Reading text —
--*--

Between our trade and our health, we have chosen to look after our health."15

Despite the WTO permitting production of certain ARVs under some conditions, there remain other barriers to their manufacture and distribution. In February 2009 a shipment of second-line generic ARV drugs was confiscated by Dutch customs authorities. The 49kg of abacavir sulfate tablets produced by an Indian company, Aurobindo, were bound for a treatment programme in Nigeria. The tablets were later released but the seizure highlighted tensions between the European Union’s rules on intellectual property rights and World Trade Organization rules concerning the production of generic medicines.16

The way forward

For the moment, most people that need antiretrovirals in the developing world are on first-line therapy. However, as treatment becomes more widespread, people stay on treatment for longer and resistance increases, the high price of second-line drugs is becoming a major issue. Addressing this issue will become increasingly important to ensure the most cost-effective use of available resources and the sustainability of treatment programmes.

--*--

Data excerpts —
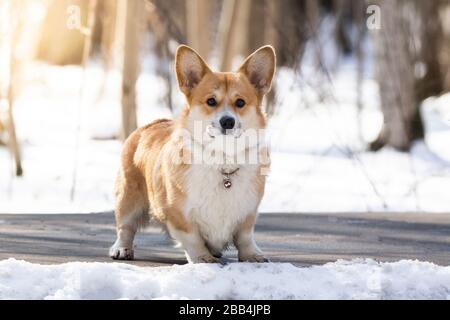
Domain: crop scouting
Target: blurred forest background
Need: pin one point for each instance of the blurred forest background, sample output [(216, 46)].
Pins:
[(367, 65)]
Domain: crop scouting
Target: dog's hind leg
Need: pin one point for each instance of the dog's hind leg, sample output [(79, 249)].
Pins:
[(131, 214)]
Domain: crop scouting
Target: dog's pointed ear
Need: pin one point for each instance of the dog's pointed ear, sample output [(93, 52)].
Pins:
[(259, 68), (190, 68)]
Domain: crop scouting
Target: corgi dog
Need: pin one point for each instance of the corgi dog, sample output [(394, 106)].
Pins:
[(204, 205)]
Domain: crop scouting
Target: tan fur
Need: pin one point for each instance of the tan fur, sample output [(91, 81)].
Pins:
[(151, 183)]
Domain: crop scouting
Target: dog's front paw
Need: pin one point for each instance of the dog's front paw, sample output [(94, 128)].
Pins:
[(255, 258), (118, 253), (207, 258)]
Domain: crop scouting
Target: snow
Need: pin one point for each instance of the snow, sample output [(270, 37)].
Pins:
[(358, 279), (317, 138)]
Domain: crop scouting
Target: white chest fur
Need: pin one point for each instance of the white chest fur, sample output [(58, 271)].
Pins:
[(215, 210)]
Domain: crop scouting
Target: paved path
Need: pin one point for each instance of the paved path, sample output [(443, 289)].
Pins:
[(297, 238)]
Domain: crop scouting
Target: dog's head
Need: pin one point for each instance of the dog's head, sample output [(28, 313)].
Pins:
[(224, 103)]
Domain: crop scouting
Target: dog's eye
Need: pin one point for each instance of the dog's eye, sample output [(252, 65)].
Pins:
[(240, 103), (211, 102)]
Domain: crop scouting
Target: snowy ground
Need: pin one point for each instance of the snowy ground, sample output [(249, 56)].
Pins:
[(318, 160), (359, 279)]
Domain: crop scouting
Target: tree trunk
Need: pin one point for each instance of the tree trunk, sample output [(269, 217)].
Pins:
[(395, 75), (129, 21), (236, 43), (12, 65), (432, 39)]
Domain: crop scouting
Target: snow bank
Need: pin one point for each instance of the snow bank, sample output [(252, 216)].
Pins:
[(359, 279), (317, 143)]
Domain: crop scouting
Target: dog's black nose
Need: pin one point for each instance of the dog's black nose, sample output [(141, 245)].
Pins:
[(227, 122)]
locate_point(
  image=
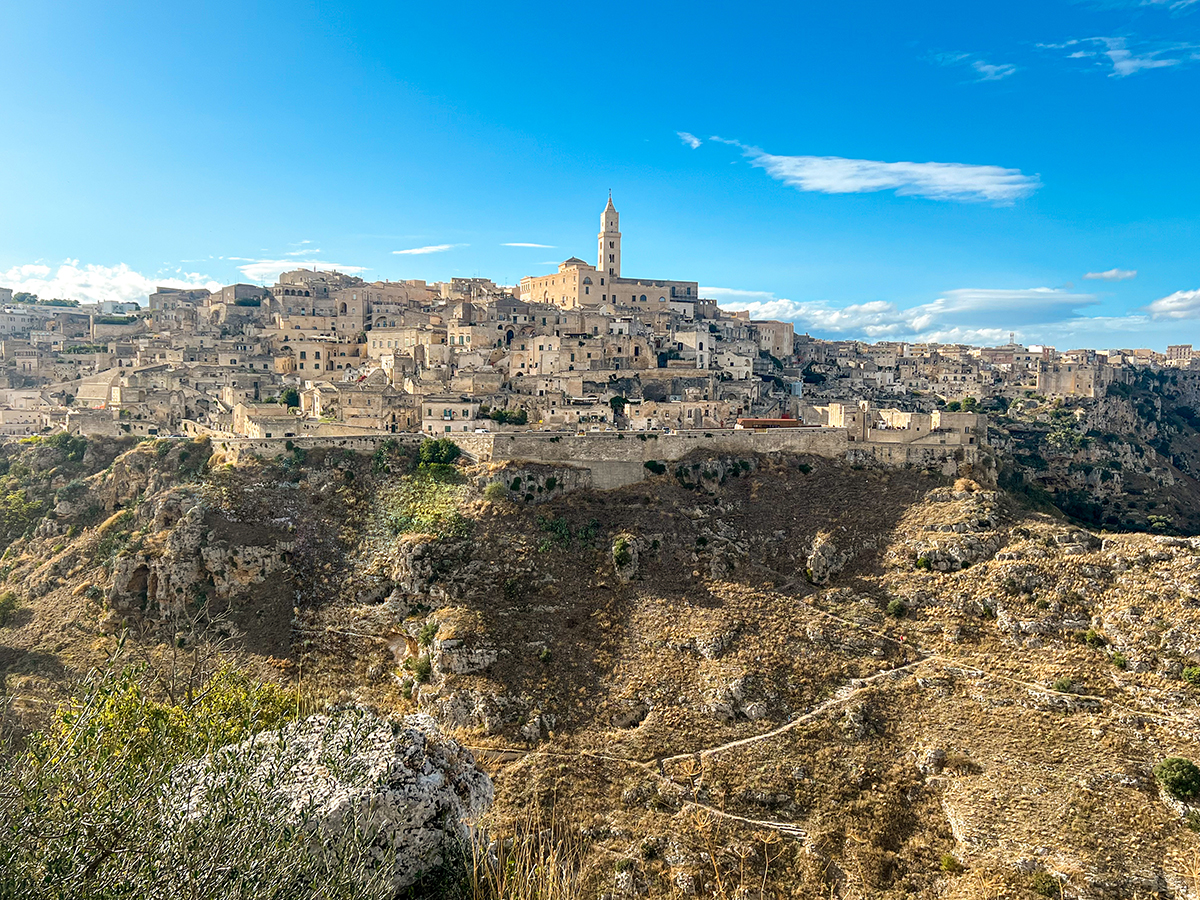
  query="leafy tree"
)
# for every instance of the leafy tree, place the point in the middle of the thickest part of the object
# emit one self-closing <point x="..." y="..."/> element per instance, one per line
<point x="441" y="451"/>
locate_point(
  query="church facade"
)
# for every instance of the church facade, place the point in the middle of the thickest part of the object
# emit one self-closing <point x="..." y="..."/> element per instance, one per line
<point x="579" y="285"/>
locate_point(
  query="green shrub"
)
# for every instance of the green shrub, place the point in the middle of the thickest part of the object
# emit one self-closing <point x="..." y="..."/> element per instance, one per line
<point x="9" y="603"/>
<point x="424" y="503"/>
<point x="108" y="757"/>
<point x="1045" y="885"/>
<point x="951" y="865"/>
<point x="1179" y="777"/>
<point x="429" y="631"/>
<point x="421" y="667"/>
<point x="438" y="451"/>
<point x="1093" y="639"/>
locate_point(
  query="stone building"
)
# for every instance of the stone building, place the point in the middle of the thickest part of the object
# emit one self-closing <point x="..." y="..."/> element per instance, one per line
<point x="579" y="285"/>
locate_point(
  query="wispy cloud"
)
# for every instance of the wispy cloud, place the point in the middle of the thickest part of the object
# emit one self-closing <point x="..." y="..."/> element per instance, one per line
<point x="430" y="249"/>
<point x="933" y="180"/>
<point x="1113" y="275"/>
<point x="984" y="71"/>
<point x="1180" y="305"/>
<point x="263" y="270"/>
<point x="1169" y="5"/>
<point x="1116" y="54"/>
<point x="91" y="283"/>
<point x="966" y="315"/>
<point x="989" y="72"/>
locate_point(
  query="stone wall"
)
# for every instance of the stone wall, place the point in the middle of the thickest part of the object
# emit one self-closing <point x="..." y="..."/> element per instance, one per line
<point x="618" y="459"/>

--*--

Actions to take —
a) Answer these questions about the passage on antiretroviral drugs:
(i) Which authorities confiscated the shipment of generic ARV drugs in February 2009?
(ii) Where was the shipment of abacavir sulfate tablets bound?
(iii) Under "The way forward," what therapy are most people who need antiretrovirals in the developing world on for the moment?
b) Set down the portion of the passage on antiretroviral drugs starting with "For the moment, most" and going on through "of treatment programmes.".

Responses to the tasks —
a)
(i) Dutch customs authorities
(ii) A treatment programme in Nigeria
(iii) First-line therapy

b)
For the moment, most people that need antiretrovirals in the developing world are on first-line therapy. However, as treatment becomes more widespread, people stay on treatment for longer and resistance increases, the high price of second-line drugs is becoming a major issue. Addressing this issue will become increasingly important to ensure the most cost-effective use of available resources and the sustainability of treatment programmes.